§ Assigned task
Every line below between the one holding "The task is" and the one holding "positive clicks: (863, 409) (868, 423)", inclusive, should be copied exactly, and no other line.
######
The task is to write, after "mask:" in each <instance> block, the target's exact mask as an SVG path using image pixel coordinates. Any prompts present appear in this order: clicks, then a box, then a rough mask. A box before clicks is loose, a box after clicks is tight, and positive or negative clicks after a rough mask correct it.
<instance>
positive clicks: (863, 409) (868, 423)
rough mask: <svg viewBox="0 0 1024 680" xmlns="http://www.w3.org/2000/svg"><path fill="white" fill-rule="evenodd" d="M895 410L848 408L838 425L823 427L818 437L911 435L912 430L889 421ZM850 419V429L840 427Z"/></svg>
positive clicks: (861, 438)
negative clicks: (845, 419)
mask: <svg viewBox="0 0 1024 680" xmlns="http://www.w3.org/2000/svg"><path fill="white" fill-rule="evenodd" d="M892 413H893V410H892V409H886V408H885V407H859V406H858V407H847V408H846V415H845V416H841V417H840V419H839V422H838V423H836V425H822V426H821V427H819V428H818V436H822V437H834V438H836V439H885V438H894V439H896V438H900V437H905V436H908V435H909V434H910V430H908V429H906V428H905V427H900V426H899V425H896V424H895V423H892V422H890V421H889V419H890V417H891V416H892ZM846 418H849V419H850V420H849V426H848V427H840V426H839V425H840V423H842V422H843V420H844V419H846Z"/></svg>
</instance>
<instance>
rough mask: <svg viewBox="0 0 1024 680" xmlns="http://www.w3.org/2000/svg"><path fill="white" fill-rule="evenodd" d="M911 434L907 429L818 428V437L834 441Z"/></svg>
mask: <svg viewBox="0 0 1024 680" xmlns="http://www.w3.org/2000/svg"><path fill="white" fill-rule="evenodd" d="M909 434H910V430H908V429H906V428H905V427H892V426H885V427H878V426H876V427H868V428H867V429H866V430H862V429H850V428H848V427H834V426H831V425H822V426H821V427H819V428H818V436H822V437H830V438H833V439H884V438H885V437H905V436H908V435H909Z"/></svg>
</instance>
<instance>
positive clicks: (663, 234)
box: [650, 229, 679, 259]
######
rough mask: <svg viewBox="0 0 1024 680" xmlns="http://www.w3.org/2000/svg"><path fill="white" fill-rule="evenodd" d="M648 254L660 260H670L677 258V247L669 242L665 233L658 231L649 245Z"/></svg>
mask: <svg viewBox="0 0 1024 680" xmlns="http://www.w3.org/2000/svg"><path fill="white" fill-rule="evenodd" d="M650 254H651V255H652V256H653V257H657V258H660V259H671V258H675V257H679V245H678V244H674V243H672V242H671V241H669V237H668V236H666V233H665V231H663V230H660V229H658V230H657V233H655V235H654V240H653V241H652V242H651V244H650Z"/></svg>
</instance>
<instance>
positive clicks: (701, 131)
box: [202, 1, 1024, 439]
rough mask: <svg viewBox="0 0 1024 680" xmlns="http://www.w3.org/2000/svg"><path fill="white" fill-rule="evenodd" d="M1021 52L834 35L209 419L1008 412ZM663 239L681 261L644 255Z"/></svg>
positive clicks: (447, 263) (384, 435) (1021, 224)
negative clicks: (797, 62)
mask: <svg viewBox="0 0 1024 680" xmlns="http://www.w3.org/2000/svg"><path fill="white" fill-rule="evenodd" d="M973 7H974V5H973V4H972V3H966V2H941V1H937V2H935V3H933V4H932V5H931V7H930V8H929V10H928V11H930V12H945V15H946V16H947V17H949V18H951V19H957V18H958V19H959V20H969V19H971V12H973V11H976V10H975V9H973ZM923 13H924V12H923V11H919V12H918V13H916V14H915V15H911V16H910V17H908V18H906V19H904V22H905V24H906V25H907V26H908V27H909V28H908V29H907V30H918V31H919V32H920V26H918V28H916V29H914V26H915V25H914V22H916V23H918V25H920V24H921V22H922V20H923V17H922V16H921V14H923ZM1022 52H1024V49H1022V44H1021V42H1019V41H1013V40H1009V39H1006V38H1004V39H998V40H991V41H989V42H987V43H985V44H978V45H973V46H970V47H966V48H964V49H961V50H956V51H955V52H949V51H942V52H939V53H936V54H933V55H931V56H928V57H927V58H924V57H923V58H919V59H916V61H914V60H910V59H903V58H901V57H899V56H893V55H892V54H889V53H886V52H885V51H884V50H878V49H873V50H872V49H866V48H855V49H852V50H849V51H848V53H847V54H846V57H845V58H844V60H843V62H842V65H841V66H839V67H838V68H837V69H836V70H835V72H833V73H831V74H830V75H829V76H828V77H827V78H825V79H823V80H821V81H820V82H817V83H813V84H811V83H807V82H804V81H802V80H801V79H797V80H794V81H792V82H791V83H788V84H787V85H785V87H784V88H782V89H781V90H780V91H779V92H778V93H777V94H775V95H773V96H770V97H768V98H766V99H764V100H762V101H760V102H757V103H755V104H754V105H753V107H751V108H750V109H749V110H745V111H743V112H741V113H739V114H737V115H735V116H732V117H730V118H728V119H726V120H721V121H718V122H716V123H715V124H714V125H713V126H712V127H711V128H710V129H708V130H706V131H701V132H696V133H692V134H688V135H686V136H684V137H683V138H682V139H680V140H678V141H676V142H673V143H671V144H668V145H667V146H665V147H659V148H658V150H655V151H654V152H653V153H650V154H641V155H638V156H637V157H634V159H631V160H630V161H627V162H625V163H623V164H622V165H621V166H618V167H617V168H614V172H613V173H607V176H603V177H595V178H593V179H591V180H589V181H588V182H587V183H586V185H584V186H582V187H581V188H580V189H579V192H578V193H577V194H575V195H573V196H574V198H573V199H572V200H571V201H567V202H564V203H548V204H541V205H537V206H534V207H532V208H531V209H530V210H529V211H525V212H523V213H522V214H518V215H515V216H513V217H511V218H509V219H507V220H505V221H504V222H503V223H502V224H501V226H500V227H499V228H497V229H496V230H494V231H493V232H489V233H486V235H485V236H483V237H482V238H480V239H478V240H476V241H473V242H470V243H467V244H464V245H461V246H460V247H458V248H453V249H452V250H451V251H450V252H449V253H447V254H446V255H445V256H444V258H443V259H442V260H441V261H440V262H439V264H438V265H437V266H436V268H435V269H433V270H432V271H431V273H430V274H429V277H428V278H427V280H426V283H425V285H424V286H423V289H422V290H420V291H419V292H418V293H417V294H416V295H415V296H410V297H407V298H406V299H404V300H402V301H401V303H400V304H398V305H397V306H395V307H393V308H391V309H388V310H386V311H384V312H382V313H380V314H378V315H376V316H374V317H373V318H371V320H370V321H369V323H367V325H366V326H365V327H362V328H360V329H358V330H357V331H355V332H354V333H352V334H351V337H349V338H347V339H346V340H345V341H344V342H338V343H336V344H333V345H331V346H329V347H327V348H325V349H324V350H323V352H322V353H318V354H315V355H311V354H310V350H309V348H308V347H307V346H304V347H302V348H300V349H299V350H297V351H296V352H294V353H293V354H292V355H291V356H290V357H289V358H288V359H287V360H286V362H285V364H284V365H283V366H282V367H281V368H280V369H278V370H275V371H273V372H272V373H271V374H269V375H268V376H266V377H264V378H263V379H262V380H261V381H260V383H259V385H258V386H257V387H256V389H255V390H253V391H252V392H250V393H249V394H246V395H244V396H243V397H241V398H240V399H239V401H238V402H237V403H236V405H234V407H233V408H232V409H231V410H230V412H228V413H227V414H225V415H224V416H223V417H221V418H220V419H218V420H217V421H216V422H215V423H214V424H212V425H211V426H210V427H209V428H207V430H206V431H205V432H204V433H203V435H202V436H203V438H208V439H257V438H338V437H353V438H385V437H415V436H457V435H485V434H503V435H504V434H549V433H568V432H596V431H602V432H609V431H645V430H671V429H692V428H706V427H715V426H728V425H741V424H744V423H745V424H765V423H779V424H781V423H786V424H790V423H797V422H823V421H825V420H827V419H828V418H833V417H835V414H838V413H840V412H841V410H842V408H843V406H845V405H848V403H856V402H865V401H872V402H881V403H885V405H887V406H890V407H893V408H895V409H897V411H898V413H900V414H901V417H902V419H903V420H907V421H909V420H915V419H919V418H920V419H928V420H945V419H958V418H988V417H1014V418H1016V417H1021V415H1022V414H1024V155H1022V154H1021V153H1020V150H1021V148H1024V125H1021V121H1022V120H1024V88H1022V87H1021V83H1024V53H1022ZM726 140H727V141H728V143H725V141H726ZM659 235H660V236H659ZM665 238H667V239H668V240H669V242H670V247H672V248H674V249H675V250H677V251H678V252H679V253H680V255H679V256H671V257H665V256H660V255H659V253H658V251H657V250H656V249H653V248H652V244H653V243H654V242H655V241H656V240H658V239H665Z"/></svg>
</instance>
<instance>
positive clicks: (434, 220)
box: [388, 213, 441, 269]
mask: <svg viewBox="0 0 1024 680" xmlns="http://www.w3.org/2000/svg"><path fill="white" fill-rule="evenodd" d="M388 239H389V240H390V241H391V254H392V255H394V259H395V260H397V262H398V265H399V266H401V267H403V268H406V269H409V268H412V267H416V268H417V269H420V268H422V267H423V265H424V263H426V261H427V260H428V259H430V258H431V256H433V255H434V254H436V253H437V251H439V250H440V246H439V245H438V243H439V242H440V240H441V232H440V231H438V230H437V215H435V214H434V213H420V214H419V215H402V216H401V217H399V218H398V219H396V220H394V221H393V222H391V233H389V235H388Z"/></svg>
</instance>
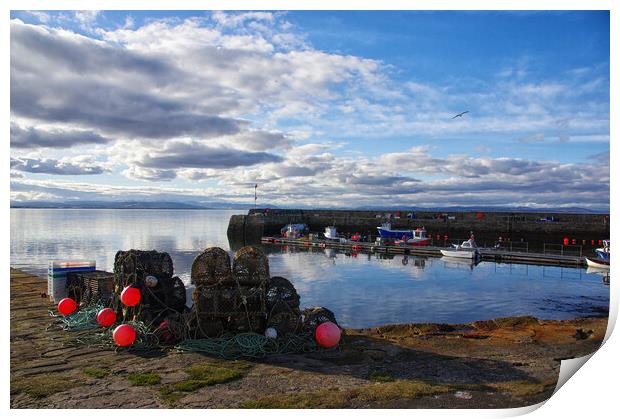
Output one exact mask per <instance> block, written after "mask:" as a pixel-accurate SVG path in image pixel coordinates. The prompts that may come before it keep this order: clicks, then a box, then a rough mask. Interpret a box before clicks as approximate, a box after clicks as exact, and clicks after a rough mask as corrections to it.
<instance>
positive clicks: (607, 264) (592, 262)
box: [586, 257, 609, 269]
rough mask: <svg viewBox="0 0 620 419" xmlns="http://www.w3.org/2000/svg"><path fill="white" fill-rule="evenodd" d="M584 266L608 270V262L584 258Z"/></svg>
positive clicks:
######
§ Your solution
The task is to write, after "mask:" in each <instance> block, the target's exact mask as an SVG path using image pixel coordinates. Any prompts present appear in this order: clicks, then a box, then a rough mask. A box before clicks is loose, a box after clicks is tight, and positive or negative clicks after a rough mask correct it.
<instance>
positive clicks: (863, 409) (868, 423)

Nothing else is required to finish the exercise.